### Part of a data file
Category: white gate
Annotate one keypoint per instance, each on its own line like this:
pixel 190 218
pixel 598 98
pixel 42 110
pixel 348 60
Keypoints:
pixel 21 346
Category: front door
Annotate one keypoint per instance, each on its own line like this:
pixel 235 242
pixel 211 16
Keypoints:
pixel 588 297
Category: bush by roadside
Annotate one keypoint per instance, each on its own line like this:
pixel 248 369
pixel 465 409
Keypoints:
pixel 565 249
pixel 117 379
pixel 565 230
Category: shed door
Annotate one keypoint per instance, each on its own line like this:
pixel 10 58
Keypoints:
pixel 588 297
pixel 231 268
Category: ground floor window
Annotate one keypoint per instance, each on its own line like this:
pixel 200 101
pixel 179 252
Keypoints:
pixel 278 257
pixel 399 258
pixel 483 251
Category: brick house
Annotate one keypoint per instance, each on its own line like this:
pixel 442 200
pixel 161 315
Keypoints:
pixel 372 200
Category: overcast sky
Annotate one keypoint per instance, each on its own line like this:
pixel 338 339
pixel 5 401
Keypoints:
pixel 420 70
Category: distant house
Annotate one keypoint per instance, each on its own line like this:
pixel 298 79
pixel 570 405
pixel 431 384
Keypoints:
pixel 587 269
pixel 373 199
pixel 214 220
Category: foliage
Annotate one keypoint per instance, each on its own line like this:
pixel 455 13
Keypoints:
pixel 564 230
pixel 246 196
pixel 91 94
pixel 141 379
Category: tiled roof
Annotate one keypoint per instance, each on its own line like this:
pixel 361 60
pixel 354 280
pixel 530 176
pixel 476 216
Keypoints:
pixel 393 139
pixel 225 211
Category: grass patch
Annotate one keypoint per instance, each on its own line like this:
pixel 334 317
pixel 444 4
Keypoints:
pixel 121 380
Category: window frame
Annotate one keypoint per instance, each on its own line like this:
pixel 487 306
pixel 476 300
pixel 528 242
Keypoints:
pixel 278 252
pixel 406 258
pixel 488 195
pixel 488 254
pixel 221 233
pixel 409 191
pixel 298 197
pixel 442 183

### Task to complete
Echo the entries above word for word, starting at the first line of the entries and ending at the line that contains "pixel 121 380", with both ends included.

### Task answer
Category: white gate
Annotate one keypoint per instance, each on its own line like this:
pixel 190 218
pixel 598 98
pixel 42 110
pixel 348 60
Keypoints:
pixel 21 346
Category: front door
Annotate one keypoint per instance, each on its own line like this:
pixel 235 242
pixel 211 16
Keypoints:
pixel 588 297
Category: bush by roadside
Annotate one keypoint per instance, each on its own line like this:
pixel 248 369
pixel 465 409
Keypoints:
pixel 565 249
pixel 117 379
pixel 565 230
Category: shed door
Annotate one keypoint per instance, each on its own line like this:
pixel 10 58
Keypoints:
pixel 588 297
pixel 231 268
Category: ground floor window
Annotate one keypoint per instance, each on its own line like this:
pixel 200 101
pixel 179 252
Keypoints:
pixel 278 257
pixel 399 258
pixel 483 251
Category: brick house
Annotate one keypoint per instance, each on its own line like this:
pixel 442 200
pixel 161 315
Keypoints:
pixel 372 200
Category: overcast sky
Annotate one keypoint per instance, each on its own line like this:
pixel 338 339
pixel 5 401
Keypoints:
pixel 420 70
Category: distant house
Annotate one keypoint per instance, each on its own line like this:
pixel 298 79
pixel 570 405
pixel 431 384
Keypoints:
pixel 587 269
pixel 373 199
pixel 214 220
Category: foliage
Annotate one keypoint per instance, each on its own line like this:
pixel 455 13
Keypoints:
pixel 564 230
pixel 246 196
pixel 91 94
pixel 141 379
Category: tiled roof
Annotate one keypoint per instance, each on its own line like this:
pixel 361 60
pixel 354 280
pixel 530 176
pixel 476 216
Keypoints:
pixel 393 139
pixel 225 211
Category: grass patch
Annotate one keypoint per instance, each on its own line like this:
pixel 334 317
pixel 444 4
Keypoints:
pixel 121 380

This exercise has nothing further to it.